**Goal 1**
Could you rewrite the part of the disaster risk reduction article that begins at the words "It also seeks" and stops after "early warning systems.", replacing "developing countries" with "low-income nations"?
**Goal 2**
Which rows contain the string "woman"? Identify each such line and copy it out. Letter case counts.

**Document segment**
★ ★ ★

CANCUN, Mexico, 26 May 2017 – Countries around the world need to focus on women if they are to achieve the aims of a 15-year agreement to curb hazard impacts, according to delegates at the 2017 Global Platform for Disaster Risk Reduction.

The Global Platform, hosted by the Mexican government, has drawn thousands of delegates who are assessing efforts to implement the Sendai Framework for Disaster Risk Reduction, adopted at a UN conference in 2015.

The Sendai Framework has seven targets. It aims to bring about substantial reductions in disaster deaths, the number of affected people and economic losses, plus damage to critical infrastructure and disruption to basic services such as health and educational facilities.

It also seeks to increase the number of countries with national and local risk reduction strategies – by 2020, the earliest deadline in the framework and a key step for meeting the other targets – as well as bolstering the capacity of developing countries, and vastly increasing coverage by early warning systems.

★ ★ ★

Object position labeling rows:
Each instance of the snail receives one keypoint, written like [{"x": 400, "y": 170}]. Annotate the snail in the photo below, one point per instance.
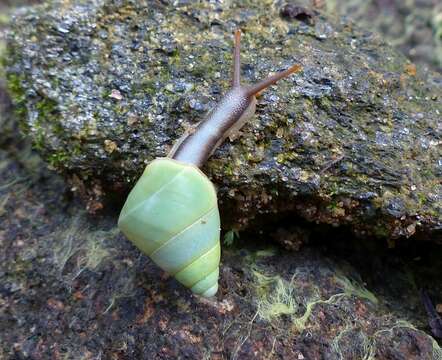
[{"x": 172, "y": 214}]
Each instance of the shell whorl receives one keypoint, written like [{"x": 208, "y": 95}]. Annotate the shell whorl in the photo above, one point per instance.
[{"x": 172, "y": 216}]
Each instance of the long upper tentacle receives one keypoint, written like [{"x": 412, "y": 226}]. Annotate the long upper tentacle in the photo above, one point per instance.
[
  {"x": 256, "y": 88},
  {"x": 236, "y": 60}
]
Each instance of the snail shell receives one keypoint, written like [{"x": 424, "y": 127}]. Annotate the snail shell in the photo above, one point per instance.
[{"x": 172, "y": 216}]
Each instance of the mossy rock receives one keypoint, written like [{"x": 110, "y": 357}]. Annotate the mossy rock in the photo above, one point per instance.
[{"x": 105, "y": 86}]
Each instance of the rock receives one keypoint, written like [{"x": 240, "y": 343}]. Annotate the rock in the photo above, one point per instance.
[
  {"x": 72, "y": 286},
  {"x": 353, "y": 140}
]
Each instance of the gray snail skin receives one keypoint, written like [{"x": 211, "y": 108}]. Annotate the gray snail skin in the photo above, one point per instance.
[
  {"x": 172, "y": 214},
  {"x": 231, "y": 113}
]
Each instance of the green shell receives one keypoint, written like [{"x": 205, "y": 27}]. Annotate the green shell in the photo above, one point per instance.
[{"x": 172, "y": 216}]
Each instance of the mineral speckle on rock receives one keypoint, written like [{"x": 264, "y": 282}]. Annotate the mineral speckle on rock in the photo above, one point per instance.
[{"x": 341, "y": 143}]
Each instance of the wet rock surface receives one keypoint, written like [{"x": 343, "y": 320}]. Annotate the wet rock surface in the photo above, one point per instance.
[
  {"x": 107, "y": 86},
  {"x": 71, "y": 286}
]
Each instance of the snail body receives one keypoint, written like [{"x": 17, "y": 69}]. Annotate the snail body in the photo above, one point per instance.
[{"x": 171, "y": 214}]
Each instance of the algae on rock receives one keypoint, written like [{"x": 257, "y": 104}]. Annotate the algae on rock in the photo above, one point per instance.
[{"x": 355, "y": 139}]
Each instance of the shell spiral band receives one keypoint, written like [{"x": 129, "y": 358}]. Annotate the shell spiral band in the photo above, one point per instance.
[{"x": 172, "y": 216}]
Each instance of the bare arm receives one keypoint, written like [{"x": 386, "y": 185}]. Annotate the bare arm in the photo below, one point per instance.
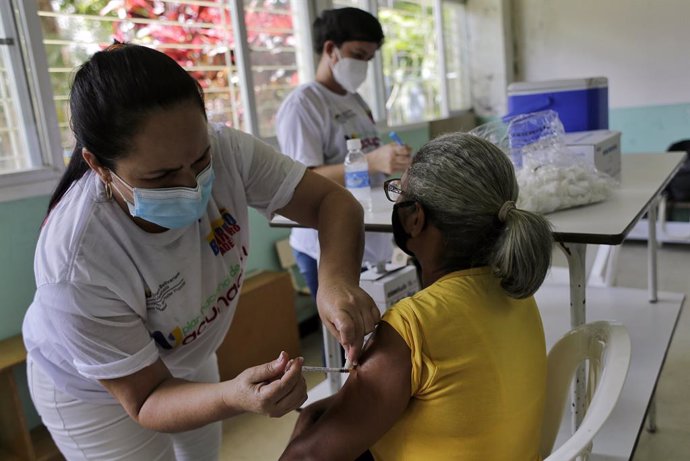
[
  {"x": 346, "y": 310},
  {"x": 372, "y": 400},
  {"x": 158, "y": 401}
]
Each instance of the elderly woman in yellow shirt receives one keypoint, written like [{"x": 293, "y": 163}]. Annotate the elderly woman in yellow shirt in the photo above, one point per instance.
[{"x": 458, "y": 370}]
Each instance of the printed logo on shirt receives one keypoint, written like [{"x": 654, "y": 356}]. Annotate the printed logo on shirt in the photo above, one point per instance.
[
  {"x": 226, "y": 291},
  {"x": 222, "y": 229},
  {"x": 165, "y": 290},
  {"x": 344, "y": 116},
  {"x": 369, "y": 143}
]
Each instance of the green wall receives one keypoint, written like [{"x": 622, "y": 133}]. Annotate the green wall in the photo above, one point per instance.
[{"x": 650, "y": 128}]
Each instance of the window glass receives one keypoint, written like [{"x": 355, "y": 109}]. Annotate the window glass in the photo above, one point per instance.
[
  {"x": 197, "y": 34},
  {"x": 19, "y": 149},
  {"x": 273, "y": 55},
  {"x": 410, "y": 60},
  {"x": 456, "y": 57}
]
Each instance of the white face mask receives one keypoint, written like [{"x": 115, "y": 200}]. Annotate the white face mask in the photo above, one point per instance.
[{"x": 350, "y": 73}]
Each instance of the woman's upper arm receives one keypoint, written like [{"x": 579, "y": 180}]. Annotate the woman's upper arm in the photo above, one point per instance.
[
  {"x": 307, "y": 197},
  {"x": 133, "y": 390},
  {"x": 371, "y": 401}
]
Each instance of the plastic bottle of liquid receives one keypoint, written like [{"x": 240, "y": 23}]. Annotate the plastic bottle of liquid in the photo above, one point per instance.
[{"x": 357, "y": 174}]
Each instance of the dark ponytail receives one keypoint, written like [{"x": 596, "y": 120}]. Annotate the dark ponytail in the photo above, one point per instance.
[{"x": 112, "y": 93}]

★ ★ ★

**Exercise solution 1**
It also seeks to increase the number of countries with national and local risk reduction strategies – by 2020, the earliest deadline in the framework and a key step for meeting the other targets – as well as bolstering the capacity of low-income nations, and vastly increasing coverage by early warning systems.

**Exercise solution 2**
Each instance of the elderly woman in yellow shirt receives one keypoint, written like [{"x": 293, "y": 163}]. Annotate the elderly woman in yellow shirt in the photo above, one point per instance.
Each instance of the woman's upper arm receives one keypoint, written like [{"x": 579, "y": 180}]. Annotate the woman's upper arm in the photo above, one point per instance.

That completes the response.